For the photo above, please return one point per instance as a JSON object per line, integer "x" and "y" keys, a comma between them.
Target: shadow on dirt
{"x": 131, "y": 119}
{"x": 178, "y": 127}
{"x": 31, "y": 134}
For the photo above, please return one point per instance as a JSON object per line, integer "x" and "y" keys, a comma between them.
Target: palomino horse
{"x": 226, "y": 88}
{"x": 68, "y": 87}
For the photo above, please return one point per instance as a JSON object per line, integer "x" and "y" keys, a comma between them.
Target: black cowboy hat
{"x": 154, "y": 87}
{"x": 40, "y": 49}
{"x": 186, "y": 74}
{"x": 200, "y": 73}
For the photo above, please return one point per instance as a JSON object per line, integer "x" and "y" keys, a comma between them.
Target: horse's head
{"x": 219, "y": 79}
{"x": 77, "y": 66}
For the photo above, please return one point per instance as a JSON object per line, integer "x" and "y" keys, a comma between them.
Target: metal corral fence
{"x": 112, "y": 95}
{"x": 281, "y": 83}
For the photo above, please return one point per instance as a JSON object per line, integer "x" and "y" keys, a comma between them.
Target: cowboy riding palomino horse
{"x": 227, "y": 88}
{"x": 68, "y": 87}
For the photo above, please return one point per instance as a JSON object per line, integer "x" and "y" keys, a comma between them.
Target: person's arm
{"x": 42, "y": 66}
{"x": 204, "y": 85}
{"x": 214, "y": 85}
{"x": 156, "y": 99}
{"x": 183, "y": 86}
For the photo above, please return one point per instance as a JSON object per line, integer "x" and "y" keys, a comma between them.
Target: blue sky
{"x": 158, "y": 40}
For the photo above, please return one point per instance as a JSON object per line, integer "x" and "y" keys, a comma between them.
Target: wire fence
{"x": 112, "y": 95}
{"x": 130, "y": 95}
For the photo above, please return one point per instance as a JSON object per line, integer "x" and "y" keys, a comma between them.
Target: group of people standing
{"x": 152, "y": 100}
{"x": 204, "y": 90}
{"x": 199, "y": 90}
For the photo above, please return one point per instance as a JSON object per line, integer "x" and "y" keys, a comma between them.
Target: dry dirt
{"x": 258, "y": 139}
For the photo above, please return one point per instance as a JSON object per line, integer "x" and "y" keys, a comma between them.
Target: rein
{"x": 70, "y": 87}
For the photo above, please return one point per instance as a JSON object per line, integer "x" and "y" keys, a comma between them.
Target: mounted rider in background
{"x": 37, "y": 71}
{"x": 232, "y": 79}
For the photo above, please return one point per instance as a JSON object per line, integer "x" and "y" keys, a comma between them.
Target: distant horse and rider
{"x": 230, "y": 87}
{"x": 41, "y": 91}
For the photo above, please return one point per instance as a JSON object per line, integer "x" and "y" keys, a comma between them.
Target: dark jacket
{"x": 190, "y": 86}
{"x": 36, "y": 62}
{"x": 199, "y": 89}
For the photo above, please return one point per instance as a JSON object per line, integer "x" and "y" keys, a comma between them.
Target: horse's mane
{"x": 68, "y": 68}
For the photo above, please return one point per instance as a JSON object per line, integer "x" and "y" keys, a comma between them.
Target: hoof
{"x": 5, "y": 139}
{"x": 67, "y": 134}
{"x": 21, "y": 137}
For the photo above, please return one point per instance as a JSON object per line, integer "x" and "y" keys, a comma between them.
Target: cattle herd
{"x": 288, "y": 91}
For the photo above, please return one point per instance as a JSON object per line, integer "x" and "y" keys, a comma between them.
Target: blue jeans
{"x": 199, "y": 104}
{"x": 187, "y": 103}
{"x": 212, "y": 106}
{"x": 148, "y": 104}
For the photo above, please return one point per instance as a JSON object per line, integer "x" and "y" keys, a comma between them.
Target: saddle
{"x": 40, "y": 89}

TASK REQUIREMENTS: Could you copy every record above exactly as written?

REPLY TO THE EXERCISE:
For the photo above, please return one point per instance as a JSON object per line, integer "x" and "y" keys, a comma between them.
Target: shadow on dirt
{"x": 131, "y": 119}
{"x": 178, "y": 127}
{"x": 31, "y": 134}
For the photo above, please return one point per instance as a JSON object per line, integer "x" and "y" keys, a comma between them.
Target: palomino horse
{"x": 226, "y": 88}
{"x": 68, "y": 87}
For the photo above, please return one point per instance as a JSON object per line, integer "x" and "y" keys, a comma between them.
Target: black cowboy hat
{"x": 154, "y": 87}
{"x": 40, "y": 49}
{"x": 186, "y": 74}
{"x": 200, "y": 73}
For the photo above, please return one point per instance as a JSON object per line, integer "x" and "y" keys, a comma between them.
Target: horse's head
{"x": 219, "y": 79}
{"x": 77, "y": 66}
For the photo above, please return one point per instance as a JSON object per line, integer "x" and "y" keys, a comma between them.
Target: metal corral fence
{"x": 112, "y": 95}
{"x": 281, "y": 83}
For the photo above, please return one point per instance as a JSON object per line, integer "x" and "y" keys, a comma between them.
Target: cowboy riding palomino horse
{"x": 227, "y": 88}
{"x": 68, "y": 87}
For the photo above, please return one point per instance as a JSON object per line, integer "x" and "y" keys, a comma between them.
Target: person's arm
{"x": 42, "y": 66}
{"x": 204, "y": 85}
{"x": 214, "y": 85}
{"x": 156, "y": 99}
{"x": 183, "y": 86}
For the photo above, please return one point per instance as a JSON object per line, integer "x" and "y" keys, a comma between them.
Target: blue sky
{"x": 158, "y": 40}
For the photo above, please return one point per instance as a JSON object per line, integer "x" and "y" keys, a comma between them.
Target: wire fence
{"x": 112, "y": 95}
{"x": 130, "y": 95}
For the photo above, please return one point per instance as a JSON object per line, integer "x" and "y" keys, a comma between them.
Target: group of people standing
{"x": 152, "y": 100}
{"x": 204, "y": 90}
{"x": 199, "y": 90}
For the photo above, please return one point per instance as a JSON object per line, integer "x" and "y" keys, a comma between them.
Target: dry dirt
{"x": 258, "y": 139}
For the photo above, please return one point per instance as a JSON object per line, integer "x" and "y" keys, a comma between them.
Target: rein
{"x": 70, "y": 87}
For the photo above, please return one point per instance as a JSON object per line, integer "x" and "y" keys, a comma between them.
Target: mounted rider in background
{"x": 37, "y": 71}
{"x": 232, "y": 79}
For the photo above, please return one point per instance as a JSON object per line, integer "x" and "y" keys, a comma between them.
Target: distant horse and rider
{"x": 230, "y": 87}
{"x": 41, "y": 91}
For the photo above, please return one point per instance as a JSON object per line, integer "x" and "y" keys, a comma between them.
Target: dark jacket
{"x": 190, "y": 86}
{"x": 36, "y": 62}
{"x": 199, "y": 89}
For the photo above, please return one point per instance as a JSON object per line, integer "x" and "y" keys, a comma between them.
Target: horse's mane
{"x": 68, "y": 68}
For the photo above, please return one point per instance as a JSON object per line, integer "x" and "y" keys, a comma between them.
Target: hoof
{"x": 5, "y": 139}
{"x": 67, "y": 134}
{"x": 21, "y": 137}
For the photo above, please return one point per instance as a JSON object per line, integer "x" and "y" keys, a comma between them.
Target: cattle herd
{"x": 288, "y": 91}
For the photo above, please return one point per instance as a JSON object per line, integer "x" and "y" keys, a comma between them.
Target: blue jeans
{"x": 199, "y": 104}
{"x": 187, "y": 103}
{"x": 212, "y": 106}
{"x": 148, "y": 104}
For the photo above, please return one point per instance as a JSON object per line, integer "x" and "y" keys, a comma between them.
Target: saddle
{"x": 40, "y": 89}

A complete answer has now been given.